▶ WORK ORDER
Print every line below that comes at or after the line containing "Each instance receives one keypoint. Mark the white rock", exactly as written.
Top of RECORDS FOR THIS EXERCISE
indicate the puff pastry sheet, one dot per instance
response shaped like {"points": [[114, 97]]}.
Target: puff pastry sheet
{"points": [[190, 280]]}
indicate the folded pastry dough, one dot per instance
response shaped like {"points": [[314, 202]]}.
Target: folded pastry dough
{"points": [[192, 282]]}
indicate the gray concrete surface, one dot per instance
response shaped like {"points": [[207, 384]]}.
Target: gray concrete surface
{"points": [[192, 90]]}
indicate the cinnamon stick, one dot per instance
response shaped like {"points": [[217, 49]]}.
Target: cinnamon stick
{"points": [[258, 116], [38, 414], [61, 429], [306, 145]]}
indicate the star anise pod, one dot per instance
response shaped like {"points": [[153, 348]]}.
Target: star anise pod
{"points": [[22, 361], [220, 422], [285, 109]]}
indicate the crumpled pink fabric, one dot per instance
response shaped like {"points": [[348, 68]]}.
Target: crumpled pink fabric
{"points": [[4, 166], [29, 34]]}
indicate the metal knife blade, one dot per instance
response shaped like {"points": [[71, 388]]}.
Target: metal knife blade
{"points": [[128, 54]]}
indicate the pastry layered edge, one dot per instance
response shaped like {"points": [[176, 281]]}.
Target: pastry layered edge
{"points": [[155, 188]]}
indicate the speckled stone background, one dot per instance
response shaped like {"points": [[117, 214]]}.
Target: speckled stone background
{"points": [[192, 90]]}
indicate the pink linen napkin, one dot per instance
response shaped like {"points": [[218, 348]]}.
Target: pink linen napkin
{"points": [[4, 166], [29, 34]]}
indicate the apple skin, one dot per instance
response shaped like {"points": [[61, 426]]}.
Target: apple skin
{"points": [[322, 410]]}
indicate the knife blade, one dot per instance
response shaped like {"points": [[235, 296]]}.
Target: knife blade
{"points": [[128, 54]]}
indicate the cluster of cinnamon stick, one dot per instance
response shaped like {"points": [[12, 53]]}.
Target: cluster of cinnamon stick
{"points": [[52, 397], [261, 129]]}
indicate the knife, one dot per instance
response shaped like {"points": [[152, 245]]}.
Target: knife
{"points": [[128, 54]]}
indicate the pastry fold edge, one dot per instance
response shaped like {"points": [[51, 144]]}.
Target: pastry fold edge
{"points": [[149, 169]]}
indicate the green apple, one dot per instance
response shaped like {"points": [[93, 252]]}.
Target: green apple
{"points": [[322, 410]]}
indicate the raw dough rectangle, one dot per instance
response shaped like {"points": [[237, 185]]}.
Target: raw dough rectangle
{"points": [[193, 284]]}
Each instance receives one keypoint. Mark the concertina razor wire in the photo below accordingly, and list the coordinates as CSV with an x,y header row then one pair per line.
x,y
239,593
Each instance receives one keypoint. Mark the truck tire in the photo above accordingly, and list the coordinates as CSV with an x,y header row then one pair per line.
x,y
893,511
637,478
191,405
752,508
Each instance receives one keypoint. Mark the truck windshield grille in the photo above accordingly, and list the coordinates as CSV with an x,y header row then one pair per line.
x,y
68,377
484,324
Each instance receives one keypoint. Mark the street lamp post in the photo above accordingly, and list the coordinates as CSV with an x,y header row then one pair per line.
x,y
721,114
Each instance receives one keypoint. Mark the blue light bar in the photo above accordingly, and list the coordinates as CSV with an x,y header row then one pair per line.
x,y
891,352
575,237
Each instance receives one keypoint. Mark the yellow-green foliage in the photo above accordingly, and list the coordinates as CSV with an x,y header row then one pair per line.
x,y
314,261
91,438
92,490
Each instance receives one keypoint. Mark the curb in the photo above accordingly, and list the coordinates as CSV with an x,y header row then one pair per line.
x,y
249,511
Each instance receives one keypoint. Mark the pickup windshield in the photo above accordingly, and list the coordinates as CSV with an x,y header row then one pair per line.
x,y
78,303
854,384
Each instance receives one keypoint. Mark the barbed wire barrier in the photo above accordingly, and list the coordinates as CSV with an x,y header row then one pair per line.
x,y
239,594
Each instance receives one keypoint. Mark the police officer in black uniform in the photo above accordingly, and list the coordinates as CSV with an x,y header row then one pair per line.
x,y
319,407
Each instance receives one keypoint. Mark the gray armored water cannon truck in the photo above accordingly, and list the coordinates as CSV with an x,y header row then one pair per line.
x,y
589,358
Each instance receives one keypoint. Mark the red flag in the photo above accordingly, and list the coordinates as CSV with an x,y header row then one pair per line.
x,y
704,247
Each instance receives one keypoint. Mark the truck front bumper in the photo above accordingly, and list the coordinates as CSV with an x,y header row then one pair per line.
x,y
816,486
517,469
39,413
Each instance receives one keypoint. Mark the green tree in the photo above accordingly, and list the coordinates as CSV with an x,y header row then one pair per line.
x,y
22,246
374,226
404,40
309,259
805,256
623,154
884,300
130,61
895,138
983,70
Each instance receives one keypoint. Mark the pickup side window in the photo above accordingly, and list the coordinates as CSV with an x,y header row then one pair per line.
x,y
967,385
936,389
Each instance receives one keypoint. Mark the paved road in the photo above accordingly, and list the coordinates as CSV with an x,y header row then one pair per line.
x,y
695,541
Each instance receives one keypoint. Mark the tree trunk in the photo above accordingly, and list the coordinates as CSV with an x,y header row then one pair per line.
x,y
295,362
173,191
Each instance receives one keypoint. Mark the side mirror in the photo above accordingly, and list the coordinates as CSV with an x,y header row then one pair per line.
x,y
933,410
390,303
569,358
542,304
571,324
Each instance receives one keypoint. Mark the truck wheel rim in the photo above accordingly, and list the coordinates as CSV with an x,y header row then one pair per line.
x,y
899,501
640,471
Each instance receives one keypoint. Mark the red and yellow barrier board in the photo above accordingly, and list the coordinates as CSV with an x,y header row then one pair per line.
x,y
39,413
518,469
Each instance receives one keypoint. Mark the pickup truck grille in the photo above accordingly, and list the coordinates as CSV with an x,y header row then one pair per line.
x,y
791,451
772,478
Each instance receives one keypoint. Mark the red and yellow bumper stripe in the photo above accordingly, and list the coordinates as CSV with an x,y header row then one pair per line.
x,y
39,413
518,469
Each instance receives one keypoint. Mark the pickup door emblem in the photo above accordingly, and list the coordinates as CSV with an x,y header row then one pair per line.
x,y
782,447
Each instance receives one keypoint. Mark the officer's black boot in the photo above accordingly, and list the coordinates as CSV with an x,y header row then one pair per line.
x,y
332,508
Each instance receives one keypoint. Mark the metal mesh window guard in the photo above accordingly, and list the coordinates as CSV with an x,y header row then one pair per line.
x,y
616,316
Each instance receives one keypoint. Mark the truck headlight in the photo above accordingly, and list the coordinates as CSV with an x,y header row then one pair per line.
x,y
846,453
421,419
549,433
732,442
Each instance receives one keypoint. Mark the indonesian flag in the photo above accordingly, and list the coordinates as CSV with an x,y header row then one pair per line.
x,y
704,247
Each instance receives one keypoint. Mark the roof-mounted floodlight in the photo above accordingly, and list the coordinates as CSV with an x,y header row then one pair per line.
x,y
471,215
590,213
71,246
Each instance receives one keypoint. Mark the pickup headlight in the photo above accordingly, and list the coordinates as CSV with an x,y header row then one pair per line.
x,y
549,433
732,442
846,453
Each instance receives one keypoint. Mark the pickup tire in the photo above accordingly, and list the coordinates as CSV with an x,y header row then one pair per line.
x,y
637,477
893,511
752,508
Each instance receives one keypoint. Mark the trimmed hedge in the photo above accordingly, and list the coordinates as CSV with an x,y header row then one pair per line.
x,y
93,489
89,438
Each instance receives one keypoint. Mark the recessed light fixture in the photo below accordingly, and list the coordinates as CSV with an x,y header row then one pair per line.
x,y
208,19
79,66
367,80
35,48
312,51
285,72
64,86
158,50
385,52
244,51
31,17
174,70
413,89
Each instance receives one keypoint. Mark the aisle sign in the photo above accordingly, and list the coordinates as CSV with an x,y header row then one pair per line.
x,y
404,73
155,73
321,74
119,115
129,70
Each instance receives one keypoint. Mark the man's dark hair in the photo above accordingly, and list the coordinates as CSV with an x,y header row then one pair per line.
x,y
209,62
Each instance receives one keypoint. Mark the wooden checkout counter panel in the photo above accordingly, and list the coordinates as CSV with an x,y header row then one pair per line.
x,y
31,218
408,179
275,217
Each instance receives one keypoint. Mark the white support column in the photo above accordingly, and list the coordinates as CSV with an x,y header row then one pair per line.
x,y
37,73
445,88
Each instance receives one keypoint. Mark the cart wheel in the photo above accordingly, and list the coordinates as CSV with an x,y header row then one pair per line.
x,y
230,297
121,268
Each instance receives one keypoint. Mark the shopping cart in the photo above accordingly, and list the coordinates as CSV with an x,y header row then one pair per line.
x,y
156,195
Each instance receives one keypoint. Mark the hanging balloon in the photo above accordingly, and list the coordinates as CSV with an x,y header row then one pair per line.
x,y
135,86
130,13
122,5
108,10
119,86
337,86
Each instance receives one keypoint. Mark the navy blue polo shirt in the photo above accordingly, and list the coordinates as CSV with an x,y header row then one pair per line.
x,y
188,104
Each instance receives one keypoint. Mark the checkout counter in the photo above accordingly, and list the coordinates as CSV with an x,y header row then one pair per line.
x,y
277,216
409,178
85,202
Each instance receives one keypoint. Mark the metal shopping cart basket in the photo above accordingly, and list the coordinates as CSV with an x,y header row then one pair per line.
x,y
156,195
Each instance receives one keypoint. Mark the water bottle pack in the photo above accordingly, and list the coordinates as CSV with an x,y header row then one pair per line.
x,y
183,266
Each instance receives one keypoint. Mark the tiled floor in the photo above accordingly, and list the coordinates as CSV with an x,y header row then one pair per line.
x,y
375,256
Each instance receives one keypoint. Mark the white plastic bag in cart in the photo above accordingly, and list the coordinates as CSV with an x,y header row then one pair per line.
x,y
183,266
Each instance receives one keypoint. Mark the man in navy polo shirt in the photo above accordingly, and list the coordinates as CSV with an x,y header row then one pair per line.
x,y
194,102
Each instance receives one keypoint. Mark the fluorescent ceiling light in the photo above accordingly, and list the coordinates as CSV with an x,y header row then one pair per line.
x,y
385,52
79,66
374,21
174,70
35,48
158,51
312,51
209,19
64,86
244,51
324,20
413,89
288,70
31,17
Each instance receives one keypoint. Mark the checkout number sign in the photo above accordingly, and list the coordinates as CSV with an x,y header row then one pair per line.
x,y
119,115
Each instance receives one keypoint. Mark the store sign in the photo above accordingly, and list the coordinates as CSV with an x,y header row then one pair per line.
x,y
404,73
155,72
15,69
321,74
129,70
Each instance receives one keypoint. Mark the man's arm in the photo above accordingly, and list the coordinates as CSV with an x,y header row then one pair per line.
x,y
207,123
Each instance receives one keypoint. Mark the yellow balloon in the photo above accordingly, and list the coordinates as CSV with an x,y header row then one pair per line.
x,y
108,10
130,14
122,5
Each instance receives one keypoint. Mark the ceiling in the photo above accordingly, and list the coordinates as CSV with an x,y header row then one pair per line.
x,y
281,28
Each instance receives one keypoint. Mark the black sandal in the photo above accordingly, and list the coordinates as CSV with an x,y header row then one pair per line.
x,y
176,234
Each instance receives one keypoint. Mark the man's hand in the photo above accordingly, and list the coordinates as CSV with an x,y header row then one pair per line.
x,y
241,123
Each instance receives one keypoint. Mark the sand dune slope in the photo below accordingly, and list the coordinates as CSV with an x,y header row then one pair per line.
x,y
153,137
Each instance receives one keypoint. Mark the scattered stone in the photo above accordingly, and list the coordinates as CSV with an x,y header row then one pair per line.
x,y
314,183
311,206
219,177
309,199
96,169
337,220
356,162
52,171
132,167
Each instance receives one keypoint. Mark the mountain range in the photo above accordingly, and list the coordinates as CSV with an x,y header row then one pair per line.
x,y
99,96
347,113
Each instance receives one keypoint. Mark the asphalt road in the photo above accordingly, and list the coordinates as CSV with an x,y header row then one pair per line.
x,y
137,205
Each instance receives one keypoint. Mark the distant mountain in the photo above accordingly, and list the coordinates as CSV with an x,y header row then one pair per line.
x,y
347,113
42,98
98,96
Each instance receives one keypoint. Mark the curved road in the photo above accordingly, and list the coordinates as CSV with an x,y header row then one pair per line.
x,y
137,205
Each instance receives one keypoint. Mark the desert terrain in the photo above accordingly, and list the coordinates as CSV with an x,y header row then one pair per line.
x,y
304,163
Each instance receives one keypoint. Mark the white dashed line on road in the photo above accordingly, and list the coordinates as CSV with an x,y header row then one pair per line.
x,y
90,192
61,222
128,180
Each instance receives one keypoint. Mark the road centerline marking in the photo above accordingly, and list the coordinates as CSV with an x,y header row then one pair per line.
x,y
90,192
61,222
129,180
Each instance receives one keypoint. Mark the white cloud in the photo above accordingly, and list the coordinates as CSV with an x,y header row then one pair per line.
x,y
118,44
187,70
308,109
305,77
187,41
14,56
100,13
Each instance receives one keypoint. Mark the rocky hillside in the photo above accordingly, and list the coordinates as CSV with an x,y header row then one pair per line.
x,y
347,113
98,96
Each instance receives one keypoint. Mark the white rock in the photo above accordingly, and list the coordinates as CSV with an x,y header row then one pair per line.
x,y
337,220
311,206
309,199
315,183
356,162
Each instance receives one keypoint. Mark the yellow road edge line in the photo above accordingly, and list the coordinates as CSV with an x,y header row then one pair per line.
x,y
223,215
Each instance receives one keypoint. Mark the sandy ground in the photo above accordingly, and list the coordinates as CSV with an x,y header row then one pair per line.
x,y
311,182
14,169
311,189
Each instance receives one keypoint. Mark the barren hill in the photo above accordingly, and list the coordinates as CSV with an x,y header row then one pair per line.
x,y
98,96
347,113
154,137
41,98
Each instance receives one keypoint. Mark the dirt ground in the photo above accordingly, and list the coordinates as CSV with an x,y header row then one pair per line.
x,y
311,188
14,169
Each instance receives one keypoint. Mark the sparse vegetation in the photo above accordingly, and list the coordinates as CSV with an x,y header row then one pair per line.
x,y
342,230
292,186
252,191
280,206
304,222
Bottom of RECORDS FOR THIS EXERCISE
▶ ANSWER SECTION
Each instance receives one keypoint. Mark the white rock in the photo above accordingly, and list the coordinates as CSV with an x,y header row then one pair per line.
x,y
337,220
311,206
309,199
315,183
356,162
Each instance receives one keypoint. Mark the yellow road edge line in the photo above accordingly, and list the coordinates as CSV with an x,y header row then one pair per line.
x,y
223,215
Each instance receives one keypoint. Mark the sandy ground in the photo above accordingly, and list the coordinates as CSV with an x,y header row then one pair per line.
x,y
311,182
14,169
311,189
Each instance receives one keypoint. Mark the barren hill in the photo above accordingly, and list the coordinates as CSV with an x,y header row then one pair per line.
x,y
98,96
347,113
154,137
41,98
Each instance receives one keypoint. Mark the dirt ground in the photo above accordingly, and list the coordinates as CSV with an x,y header row then one pair per line.
x,y
311,188
14,169
Each instance receives one keypoint. Mark the sparse vegetation in the photo above accordingly, and list the coordinates as CSV with an x,y header row then one pair per line.
x,y
342,230
292,186
252,191
280,206
304,222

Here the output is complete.